PROMPT: Render every line of the items below as a numbered list, leaving out any blank lines.

[Data drawn from a collection]
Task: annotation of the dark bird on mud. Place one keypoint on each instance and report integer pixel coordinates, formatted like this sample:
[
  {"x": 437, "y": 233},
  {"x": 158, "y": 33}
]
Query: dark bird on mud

OUTPUT OF THE TASK:
1. Task: annotation of the dark bird on mud. Place one keypoint on each instance and report integer pixel coordinates, formatted like this sample:
2. [
3.   {"x": 437, "y": 233},
4.   {"x": 158, "y": 33}
5. ]
6. Query: dark bird on mud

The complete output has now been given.